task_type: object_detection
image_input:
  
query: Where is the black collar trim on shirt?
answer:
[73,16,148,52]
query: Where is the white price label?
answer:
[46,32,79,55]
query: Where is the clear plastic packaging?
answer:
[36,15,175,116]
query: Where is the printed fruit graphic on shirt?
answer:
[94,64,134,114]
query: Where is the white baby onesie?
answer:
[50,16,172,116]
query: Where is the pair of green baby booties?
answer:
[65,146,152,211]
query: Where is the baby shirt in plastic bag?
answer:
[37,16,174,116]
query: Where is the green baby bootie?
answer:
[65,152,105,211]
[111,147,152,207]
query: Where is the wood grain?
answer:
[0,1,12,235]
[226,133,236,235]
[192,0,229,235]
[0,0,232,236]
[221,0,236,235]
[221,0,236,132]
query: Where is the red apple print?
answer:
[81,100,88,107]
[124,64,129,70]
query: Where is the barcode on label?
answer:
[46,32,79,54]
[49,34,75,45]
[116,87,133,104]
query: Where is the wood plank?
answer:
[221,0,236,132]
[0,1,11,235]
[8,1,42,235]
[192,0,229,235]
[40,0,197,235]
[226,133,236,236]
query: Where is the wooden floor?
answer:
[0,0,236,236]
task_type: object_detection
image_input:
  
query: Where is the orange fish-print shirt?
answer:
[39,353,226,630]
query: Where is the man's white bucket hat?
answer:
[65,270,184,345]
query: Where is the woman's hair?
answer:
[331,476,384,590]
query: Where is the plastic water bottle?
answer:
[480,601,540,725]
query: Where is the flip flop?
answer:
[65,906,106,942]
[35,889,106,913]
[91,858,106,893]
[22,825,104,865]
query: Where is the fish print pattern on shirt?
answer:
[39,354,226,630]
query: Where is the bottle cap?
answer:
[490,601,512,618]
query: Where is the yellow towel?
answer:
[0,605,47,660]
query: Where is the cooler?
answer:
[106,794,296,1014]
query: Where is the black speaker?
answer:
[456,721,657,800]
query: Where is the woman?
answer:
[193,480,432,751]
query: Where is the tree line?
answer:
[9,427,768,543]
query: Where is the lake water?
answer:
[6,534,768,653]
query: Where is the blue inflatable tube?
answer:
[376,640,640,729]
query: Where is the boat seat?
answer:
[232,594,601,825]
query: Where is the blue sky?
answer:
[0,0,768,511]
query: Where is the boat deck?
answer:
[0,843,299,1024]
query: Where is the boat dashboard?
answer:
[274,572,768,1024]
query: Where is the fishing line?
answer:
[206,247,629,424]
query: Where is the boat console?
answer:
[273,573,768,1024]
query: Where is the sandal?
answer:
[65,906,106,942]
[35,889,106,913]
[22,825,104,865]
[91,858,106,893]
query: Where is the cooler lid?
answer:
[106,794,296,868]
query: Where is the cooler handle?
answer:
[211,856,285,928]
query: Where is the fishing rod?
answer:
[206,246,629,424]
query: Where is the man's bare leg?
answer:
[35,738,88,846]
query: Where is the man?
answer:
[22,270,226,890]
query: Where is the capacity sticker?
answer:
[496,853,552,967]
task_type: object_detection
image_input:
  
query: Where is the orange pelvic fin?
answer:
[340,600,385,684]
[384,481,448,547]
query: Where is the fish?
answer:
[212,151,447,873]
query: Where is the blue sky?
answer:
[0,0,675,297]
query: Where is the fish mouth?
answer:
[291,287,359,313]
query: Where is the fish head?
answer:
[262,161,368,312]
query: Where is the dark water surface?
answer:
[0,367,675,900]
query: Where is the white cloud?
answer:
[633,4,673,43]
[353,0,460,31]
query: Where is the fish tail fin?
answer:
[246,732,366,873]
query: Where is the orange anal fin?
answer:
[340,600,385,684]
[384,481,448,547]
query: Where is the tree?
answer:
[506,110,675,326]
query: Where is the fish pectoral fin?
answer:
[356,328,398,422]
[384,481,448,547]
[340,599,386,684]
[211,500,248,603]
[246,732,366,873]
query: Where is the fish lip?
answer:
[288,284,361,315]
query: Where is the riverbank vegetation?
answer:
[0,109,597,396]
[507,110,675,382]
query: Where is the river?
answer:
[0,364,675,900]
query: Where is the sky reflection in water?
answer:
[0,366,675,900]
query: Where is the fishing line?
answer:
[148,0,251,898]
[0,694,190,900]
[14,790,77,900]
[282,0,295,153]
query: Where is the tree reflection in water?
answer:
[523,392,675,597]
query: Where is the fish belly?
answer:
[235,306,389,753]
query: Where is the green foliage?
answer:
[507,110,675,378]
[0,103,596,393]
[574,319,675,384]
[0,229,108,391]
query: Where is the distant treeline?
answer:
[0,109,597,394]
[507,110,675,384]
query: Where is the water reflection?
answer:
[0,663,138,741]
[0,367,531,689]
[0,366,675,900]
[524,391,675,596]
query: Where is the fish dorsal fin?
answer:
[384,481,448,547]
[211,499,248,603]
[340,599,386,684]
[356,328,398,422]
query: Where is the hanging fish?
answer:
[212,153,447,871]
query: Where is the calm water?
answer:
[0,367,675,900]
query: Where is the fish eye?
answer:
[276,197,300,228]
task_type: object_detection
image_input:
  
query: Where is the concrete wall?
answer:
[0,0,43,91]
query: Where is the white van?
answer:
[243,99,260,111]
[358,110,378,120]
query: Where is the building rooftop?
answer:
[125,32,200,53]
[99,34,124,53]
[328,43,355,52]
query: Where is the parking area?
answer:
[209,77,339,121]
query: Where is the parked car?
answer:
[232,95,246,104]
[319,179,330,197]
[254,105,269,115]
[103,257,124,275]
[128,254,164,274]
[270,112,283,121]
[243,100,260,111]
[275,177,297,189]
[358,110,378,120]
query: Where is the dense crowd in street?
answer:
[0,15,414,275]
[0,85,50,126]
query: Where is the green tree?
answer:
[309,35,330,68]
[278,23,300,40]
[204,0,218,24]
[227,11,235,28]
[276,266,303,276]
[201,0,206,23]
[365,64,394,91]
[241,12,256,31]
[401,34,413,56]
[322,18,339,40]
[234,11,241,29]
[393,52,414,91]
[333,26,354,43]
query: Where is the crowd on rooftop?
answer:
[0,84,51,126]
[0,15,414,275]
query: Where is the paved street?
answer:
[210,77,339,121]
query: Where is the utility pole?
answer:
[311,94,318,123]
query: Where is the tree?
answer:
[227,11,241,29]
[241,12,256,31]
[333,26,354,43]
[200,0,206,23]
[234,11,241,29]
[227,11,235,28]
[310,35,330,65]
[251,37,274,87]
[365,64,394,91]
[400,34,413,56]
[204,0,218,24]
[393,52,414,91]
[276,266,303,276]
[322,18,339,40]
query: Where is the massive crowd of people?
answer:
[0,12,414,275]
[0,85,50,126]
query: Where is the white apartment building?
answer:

──────────

Could you reproduce every one of the items above word for word, without changing a single character?

task_type: object_detection
image_input:
  
query: Where is the black collar trim on shirt?
answer:
[73,16,148,52]
query: Where is the white price label?
answer:
[46,32,79,55]
query: Where is the clear plastic packaging?
answer:
[36,15,175,116]
query: Where is the printed fruit graphic on shirt?
answer:
[94,64,134,114]
query: Where is the white baby onesie?
answer:
[50,16,172,116]
query: Where is the pair of green baby booties?
answer:
[65,146,152,211]
query: Where is the baby shirt in plastic bag?
answer:
[37,16,174,116]
query: Where is the green baby bootie?
answer:
[65,152,105,211]
[111,147,152,207]
query: Where is the wood grain?
answer:
[0,1,12,235]
[226,133,236,235]
[192,0,229,235]
[0,0,232,236]
[221,0,236,235]
[221,0,236,132]
query: Where is the red apple print?
answer:
[81,100,88,107]
[124,64,129,70]
query: Where is the barcode on label?
answer:
[46,32,79,54]
[49,34,75,45]
[116,87,133,104]
query: Where is the wood plank?
answer:
[221,0,236,132]
[0,1,11,235]
[8,1,42,235]
[192,0,229,235]
[40,0,197,235]
[226,133,236,236]
query: Where is the wooden floor?
answer:
[0,0,236,236]
task_type: object_detection
image_input:
  
query: Where is the orange fish-print shirt?
answer:
[39,353,226,630]
query: Where is the man's white bucket hat?
answer:
[65,270,184,345]
query: Where is the woman's hair?
answer:
[331,476,384,590]
query: Where is the plastic water bottle?
answer:
[480,601,540,725]
query: Where is the flip flop?
answer:
[65,906,106,942]
[35,889,106,913]
[91,858,106,893]
[22,825,104,865]
query: Where is the fish print pattern on shirt?
answer:
[39,354,226,630]
query: Where is the bottle cap?
answer:
[490,601,512,618]
query: Where is the yellow towel?
answer:
[0,605,47,660]
query: Where is the cooler?
answer:
[106,794,296,1014]
query: Where is the black speaker?
answer:
[456,721,657,800]
query: Where is the woman?
answer:
[193,480,432,751]
query: Where is the tree line?
answer:
[9,427,768,543]
query: Where is the lake water?
answer:
[6,534,768,653]
query: Where is the blue inflatable tube?
answer:
[376,640,640,729]
query: Where is the boat seat?
answer:
[232,594,601,825]
query: Where is the blue sky?
answer:
[0,0,768,511]
query: Where is the boat deck?
answer:
[0,843,299,1024]
query: Where is the boat dashboard?
answer:
[274,572,768,1024]
query: Where is the fishing line?
answer:
[206,247,629,424]
query: Where is the boat console?
answer:
[273,573,768,1024]
query: Where is the sandal?
answer:
[65,906,106,942]
[35,889,106,913]
[22,825,104,865]
[91,858,106,893]
query: Where is the cooler lid?
answer:
[106,794,296,868]
query: Where is the cooler handle?
answer:
[211,856,285,928]
query: Where is the fishing rod?
answer:
[206,246,629,424]
query: Where is the man's bare leg?
answer:
[35,738,88,846]
query: Where is the man?
answer:
[22,270,226,890]
query: Where is the capacity sticker?
answer:
[496,853,552,967]
task_type: object_detection
image_input:
  
query: Where is the orange pelvic fin?
answer:
[340,600,385,684]
[384,481,448,547]
query: Where is the fish?
answer:
[212,151,447,873]
query: Where is the blue sky?
answer:
[0,0,675,297]
query: Where is the fish mouth?
answer:
[291,287,359,313]
query: Where is the fish head?
answer:
[262,161,368,312]
query: Where is the dark water surface?
answer:
[0,367,675,900]
query: Where is the white cloud?
answer:
[633,4,673,43]
[353,0,460,31]
query: Where is the fish tail fin?
answer:
[246,732,366,873]
query: Where is the orange anal fin?
answer:
[340,600,385,684]
[384,481,448,547]
query: Where is the tree?
answer:
[506,110,675,326]
query: Where is the fish pectoral fin?
answer:
[356,328,398,422]
[384,481,448,547]
[340,599,386,684]
[211,500,248,603]
[246,732,366,873]
query: Where is the fish lip?
answer:
[288,284,361,315]
query: Where is the riverbank vegetation?
answer:
[0,109,597,396]
[507,110,675,382]
query: Where is the river?
answer:
[0,364,675,900]
query: Where is the sky reflection in water?
answer:
[0,366,675,900]
query: Where is the fishing line?
answer:
[148,0,251,898]
[0,694,190,900]
[14,790,77,900]
[282,0,295,153]
query: Where is the tree reflection in water?
answer:
[523,392,675,597]
query: Where is the fish belly?
answer:
[235,306,389,753]
query: Where is the green foliage?
answer:
[507,110,675,378]
[0,103,596,393]
[574,319,675,384]
[0,229,108,391]
query: Where is the distant treeline?
answer:
[0,109,597,394]
[507,110,675,384]
query: Where is the water reflection?
answer:
[0,663,138,741]
[0,367,531,689]
[0,366,675,900]
[524,391,675,596]
query: Where is the fish dorsal fin?
answer:
[384,481,448,547]
[211,499,248,603]
[340,599,386,684]
[356,328,398,422]
query: Where is the hanging fish?
answer:
[212,153,447,871]
query: Where is the calm water?
answer:
[0,367,675,900]
query: Where is the fish eye?
answer:
[276,197,300,228]
task_type: object_detection
image_input:
  
query: Where is the concrete wall?
answer:
[0,0,43,91]
query: Where is the white van?
answer:
[243,99,260,111]
[358,110,378,120]
query: Where is the building rooftop?
answer:
[125,32,200,53]
[99,34,124,53]
[328,43,355,52]
query: Where is the parking area?
answer:
[209,77,339,121]
query: Where is the parked car?
answer:
[232,95,246,104]
[319,179,330,197]
[254,105,269,115]
[103,257,124,275]
[128,254,164,274]
[270,112,283,121]
[243,100,260,111]
[275,177,297,189]
[358,110,378,120]
query: Where is the dense crowd in street?
answer:
[0,15,414,275]
[0,85,50,126]
query: Where is the green tree?
answer:
[309,35,330,68]
[278,23,300,40]
[204,0,218,24]
[227,11,235,28]
[276,266,303,276]
[201,0,206,23]
[365,64,394,91]
[241,12,256,31]
[401,34,413,56]
[322,18,339,40]
[234,11,241,29]
[393,52,414,91]
[333,26,354,43]
query: Where is the crowd on rooftop?
answer:
[0,84,51,126]
[0,15,414,275]
query: Where is the paved street?
answer:
[210,77,339,121]
query: Where is the utility pole?
answer:
[311,94,318,123]
query: Where is the tree?
answer:
[227,11,241,29]
[241,12,256,31]
[333,26,354,43]
[200,0,206,23]
[234,11,241,29]
[227,11,235,28]
[310,35,330,65]
[251,37,274,87]
[365,64,394,91]
[400,34,413,56]
[204,0,218,24]
[393,52,414,91]
[276,266,303,276]
[322,18,339,40]
query: Where is the massive crowd of people?
answer:
[0,12,414,275]
[0,85,50,126]
query: Where is the white apartment building?
answer:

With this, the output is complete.